LOG_DIR = '/media/seisinv/Data/04_data/ai/test/log3'
SPRITE_FILE = 'mnist_sprite.jpg'
META_FILE = 'mnist_meta.tsv'

def create_sprite_image(images):
    if isinstance(images, list):
        images = np.array(images)
    if True:
        images = np.array(images)
        img_h = images.shape[1]
        img_w = images.shape[2]
        
        # sprite图像可以理解为所有小图片拼成的大正方形图片,其中每个元素就是原来的小图片。
        # 于是正方形的边长为sqrt(n),其中n为小图片的数量。
        m = int(np.ceil(np.sqrt(images.shape[0])))
        
        # 初始化
        sprite_image = np.ones((img_h*m, img_w*m))
        
        for i in range(m):
            for j in range(m):
                cur = i*m + j
                
                if cur < images.shape[0]:
                    sprite_image[i*img_h:(i+1)*img_h,
                                j*img_w:(j+1)*img_w] = images[cur]
        return sprite_image

mnist = input_data.read_data_sets('/home/seisinv/data/mnist/', one_hot=False)

== 所给数据 ==

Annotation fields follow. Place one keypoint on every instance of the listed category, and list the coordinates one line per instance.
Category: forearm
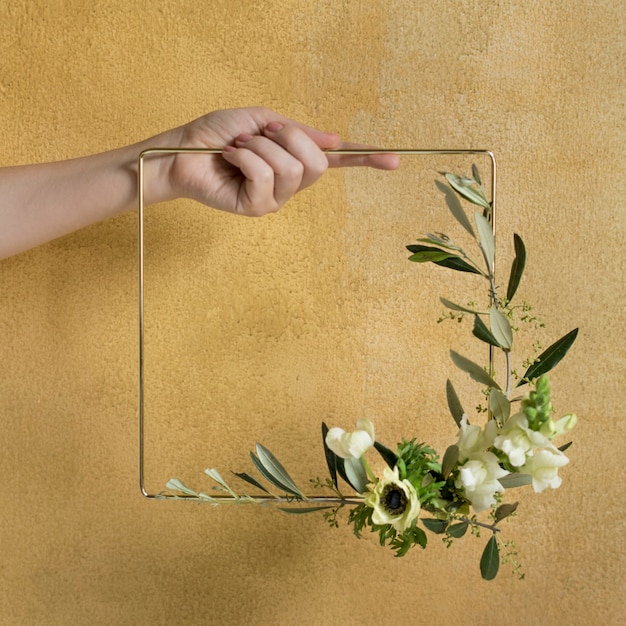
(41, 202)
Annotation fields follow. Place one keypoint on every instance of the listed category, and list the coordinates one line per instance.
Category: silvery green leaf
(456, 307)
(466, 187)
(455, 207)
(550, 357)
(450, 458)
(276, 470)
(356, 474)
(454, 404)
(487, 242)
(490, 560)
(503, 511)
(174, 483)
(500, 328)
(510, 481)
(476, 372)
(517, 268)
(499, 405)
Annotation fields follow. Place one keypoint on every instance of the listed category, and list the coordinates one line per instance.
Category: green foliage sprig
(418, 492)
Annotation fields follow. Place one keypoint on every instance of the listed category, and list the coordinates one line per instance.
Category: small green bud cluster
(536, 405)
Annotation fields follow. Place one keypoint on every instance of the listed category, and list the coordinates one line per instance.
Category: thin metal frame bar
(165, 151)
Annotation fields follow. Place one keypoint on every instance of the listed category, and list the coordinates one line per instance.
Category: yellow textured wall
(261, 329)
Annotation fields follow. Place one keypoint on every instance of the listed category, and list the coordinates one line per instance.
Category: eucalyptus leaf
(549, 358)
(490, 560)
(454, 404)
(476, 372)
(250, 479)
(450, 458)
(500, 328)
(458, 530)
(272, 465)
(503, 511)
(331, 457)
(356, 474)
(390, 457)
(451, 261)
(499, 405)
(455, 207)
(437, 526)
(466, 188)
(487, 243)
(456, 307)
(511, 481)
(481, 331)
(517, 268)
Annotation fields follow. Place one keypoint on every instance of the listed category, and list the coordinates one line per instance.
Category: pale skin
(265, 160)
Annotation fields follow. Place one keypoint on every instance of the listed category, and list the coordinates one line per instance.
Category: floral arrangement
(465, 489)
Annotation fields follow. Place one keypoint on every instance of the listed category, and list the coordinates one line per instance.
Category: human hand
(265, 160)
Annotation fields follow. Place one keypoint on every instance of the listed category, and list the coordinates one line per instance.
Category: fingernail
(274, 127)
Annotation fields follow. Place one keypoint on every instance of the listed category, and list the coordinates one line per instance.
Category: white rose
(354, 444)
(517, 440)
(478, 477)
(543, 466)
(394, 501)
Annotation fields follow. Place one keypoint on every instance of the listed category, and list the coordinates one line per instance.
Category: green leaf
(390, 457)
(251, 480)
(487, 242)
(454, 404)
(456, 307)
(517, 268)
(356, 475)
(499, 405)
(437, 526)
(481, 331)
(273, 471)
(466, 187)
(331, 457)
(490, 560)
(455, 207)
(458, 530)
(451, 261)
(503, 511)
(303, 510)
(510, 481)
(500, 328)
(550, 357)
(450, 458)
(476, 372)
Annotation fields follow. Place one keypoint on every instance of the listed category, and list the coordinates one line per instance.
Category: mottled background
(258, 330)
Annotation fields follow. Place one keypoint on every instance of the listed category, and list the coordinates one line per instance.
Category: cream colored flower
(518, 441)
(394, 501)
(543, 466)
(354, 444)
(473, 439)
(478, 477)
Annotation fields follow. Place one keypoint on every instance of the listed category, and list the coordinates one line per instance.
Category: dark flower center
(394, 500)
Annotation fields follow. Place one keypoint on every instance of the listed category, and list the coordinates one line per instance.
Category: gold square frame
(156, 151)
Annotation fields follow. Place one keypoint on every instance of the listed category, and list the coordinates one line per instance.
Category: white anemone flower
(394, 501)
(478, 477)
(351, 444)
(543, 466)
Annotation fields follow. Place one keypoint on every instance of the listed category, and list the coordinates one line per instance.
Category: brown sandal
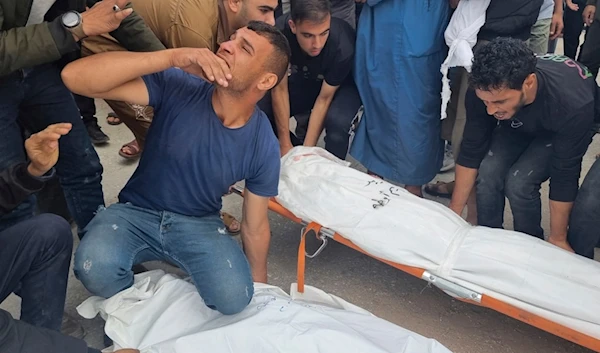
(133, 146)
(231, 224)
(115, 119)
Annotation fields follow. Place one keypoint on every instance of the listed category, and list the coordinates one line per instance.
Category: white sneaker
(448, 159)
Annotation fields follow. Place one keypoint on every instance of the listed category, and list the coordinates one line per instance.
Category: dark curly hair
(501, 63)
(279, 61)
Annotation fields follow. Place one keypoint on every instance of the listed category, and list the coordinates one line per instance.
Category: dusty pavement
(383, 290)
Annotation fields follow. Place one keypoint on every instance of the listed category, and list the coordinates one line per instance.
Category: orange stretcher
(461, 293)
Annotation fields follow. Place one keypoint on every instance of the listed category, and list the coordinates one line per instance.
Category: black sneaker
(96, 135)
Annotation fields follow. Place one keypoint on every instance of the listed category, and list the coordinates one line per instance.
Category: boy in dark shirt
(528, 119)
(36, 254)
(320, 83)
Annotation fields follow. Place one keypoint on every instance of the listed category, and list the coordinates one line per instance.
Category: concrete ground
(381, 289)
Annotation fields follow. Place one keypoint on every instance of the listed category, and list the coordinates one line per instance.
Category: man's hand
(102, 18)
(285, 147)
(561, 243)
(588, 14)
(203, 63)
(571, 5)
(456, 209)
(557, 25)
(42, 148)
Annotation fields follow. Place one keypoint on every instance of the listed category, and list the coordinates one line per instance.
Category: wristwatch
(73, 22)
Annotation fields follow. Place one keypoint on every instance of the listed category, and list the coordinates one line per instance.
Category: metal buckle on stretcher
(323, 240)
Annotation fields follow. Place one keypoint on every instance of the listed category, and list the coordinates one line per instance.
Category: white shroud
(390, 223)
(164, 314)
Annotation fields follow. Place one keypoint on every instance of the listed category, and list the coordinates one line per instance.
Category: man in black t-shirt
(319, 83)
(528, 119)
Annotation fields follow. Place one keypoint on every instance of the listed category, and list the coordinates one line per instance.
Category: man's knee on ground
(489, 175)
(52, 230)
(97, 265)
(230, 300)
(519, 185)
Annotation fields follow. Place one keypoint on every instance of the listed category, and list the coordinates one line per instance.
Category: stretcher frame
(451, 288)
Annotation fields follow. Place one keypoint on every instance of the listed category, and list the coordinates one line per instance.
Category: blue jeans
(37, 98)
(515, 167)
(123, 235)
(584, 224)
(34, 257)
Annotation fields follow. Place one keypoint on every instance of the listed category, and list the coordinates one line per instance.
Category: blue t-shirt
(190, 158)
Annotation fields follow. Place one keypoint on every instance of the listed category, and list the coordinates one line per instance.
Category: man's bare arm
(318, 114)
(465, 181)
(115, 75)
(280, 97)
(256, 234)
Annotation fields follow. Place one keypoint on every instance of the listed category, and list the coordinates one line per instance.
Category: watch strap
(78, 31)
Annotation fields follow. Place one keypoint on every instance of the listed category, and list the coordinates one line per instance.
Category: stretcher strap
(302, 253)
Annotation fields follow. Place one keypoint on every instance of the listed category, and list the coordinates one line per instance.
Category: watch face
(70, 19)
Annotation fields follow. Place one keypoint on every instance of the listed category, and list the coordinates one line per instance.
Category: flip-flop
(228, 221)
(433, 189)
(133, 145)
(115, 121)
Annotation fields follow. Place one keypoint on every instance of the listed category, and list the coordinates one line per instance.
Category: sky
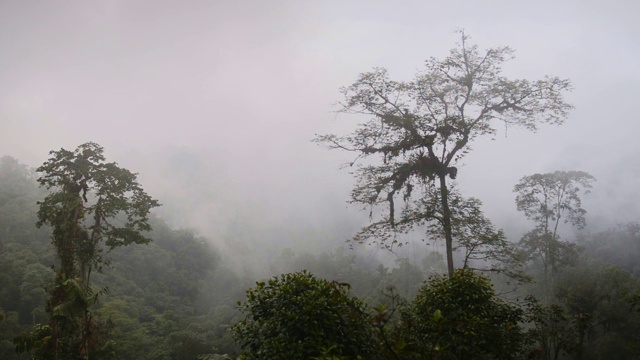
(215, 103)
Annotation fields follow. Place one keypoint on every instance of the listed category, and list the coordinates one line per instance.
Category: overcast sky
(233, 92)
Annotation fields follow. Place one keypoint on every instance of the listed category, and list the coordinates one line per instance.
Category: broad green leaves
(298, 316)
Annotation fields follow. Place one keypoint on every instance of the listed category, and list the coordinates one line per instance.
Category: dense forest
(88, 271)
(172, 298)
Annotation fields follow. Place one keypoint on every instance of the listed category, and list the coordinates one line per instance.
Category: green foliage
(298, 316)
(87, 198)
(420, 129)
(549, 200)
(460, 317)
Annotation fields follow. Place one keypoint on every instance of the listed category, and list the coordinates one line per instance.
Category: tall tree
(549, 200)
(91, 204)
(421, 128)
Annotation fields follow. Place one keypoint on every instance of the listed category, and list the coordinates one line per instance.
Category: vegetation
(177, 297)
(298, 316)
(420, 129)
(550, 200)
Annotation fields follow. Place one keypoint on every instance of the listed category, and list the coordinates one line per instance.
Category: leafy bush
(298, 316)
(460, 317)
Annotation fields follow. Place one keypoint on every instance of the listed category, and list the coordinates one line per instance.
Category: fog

== 任务说明 ==
请接着上面那段生成 MNIST sprite 图像的代码往下写，从它的最后一行之后开始。

== 本题回答 ==
# 生成sprite图像
to_visualise = 1 - np.reshape(mnist.test.images, (-1, 28, 28))
sprite_image = create_sprite_image(to_visualise)

# 保存图像
path_for_sprites = os.path.join(LOG_DIR, SPRITE_FILE)
plt.imsave(path_for_sprites, sprite_image, cmap='gray')
plt.imshow(sprite_image, cmap='gray')

# 生成每张图片对应的标签并写道对应的日志目录下
path_for_meta = os.path.join(LOG_DIR, META_FILE)
with open(path_for_meta,'w') as f:
    f.write("Index\tLabel\n")
    for index,label in enumerate(mnist.test.labels):
        f.write("%d\t%d\n" %(index, label))
Extracting /home/seisinv/data/mnist/train-images-idx3-ubyte.gz
Extracting /home/seisinv/data/mnist/train-labels-idx1-ubyte.gz
Extracting /home/seisinv/data/mnist/t10k-images-idx3-ubyte.gz
Extracting /home/seisinv/data/mnist/t10k-labels-idx1-ubyte.gz
png

png

生成好辅助数据之后,以下代码展示如何使用TensorFlow生成PROJECTOR所需要的日志文件,以可视化MNIST测试数据在最后的输出层向量。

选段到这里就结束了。